**DOCUMENT EXTRACT**
---

[![Binder](https://mybinder.org/badge_logo.svg)](https://mybinder.org/v2/gh/bitfount/tutorials/main?labpath=06_running_an_image_data_pod.ipynb)

# Federated Learning - Part 6: Running an image data Pod

Welcome to the Bitfount federated learning tutorials! In this sequence of tutorials, you will learn how federated learning works on the Bitfount platform. This is the sixth notebook in the series.

By the end of this notebook, you will know how to run a Pod that uses image data.

Let's import the relevant pieces from our API reference for constructing a Pod. While several of these are optional, it is best practice to import them all for flexibility.

In [None]:
import logging

import nest_asyncio

from bitfount import CSVSource, Pod
from bitfount.runners.config_schemas import (
    DataSplitConfig,
    PodDataConfig,
    PodDetailsConfig,
)

---

(Source records)
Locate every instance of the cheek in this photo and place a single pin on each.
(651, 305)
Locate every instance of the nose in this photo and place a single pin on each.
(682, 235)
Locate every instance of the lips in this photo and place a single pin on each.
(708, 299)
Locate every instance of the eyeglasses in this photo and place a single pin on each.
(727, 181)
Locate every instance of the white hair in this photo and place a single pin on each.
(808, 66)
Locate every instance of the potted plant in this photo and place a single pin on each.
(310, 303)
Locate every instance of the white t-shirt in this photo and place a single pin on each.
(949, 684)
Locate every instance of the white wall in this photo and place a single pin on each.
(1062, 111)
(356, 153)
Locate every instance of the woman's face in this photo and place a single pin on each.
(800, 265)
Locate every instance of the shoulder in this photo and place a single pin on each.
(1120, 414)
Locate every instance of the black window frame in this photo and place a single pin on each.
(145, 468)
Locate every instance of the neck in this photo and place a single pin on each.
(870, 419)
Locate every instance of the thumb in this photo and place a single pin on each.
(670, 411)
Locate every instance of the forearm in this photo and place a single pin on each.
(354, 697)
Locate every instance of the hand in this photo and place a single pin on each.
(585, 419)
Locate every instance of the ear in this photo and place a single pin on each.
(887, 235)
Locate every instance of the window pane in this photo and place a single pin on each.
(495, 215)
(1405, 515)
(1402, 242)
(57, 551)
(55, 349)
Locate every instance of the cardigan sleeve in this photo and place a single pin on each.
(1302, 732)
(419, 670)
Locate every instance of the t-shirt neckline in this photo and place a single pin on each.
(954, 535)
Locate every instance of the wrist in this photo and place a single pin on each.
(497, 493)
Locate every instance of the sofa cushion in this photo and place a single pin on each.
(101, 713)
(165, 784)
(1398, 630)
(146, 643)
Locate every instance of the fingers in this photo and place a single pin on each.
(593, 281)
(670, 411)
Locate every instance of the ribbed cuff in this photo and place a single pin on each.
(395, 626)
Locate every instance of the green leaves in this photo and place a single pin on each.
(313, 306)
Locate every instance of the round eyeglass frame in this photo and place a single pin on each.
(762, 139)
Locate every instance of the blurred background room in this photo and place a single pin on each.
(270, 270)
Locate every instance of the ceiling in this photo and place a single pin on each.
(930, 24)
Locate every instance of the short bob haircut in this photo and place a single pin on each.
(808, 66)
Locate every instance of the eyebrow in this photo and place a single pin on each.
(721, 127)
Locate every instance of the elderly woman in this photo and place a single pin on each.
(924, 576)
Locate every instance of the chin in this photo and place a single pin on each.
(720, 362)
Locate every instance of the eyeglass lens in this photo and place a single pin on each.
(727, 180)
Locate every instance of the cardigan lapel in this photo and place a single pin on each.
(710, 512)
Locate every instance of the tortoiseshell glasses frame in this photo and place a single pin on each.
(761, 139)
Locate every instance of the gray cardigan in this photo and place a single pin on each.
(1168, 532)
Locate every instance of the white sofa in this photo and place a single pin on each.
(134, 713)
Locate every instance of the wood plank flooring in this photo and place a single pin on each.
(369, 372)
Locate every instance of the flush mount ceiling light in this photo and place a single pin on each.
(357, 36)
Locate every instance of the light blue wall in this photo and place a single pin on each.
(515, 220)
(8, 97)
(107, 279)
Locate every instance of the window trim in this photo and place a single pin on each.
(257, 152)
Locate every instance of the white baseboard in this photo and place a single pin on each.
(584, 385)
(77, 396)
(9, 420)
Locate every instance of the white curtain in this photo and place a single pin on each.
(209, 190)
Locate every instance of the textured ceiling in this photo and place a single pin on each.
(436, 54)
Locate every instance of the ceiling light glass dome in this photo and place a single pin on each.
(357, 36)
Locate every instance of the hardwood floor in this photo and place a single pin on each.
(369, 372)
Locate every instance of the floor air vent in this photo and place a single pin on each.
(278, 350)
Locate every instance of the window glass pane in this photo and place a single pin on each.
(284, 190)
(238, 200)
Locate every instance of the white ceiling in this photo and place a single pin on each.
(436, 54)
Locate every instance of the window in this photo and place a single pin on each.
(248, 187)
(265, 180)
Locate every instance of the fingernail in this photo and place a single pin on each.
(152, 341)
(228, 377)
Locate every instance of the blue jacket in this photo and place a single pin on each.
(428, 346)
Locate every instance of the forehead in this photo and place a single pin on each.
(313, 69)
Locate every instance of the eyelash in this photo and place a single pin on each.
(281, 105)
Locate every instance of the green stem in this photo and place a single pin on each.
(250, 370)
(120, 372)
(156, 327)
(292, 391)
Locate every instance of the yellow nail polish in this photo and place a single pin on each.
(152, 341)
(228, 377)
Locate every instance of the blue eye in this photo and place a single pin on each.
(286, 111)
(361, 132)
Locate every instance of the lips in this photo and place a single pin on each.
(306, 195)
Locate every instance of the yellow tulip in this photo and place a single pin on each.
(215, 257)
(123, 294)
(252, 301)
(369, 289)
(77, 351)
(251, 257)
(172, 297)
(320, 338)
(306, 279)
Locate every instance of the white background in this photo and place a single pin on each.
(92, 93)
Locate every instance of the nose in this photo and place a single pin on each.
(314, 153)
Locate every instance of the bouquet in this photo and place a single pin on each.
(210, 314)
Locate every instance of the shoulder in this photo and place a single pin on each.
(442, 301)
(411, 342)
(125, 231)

---

**EXERCISE TASKS**
(A) Which notebook in the series is the Bitfount tutorial page?
(B) Reproduce the Bitfount tutorial page starting at "Welcome to the" and ending at "all for flexibility.".

**RESULTS OF THE TASKS**
(A) It is the sixth notebook in the series.

(B)
Welcome to the Bitfount federated learning tutorials! In this sequence of tutorials, you will learn how federated learning works on the Bitfount platform. This is the sixth notebook in the series.

By the end of this notebook, you will know how to run a Pod that uses image data.

Let's import the relevant pieces from our API reference for constructing a Pod. While several of these are optional, it is best practice to import them all for flexibility.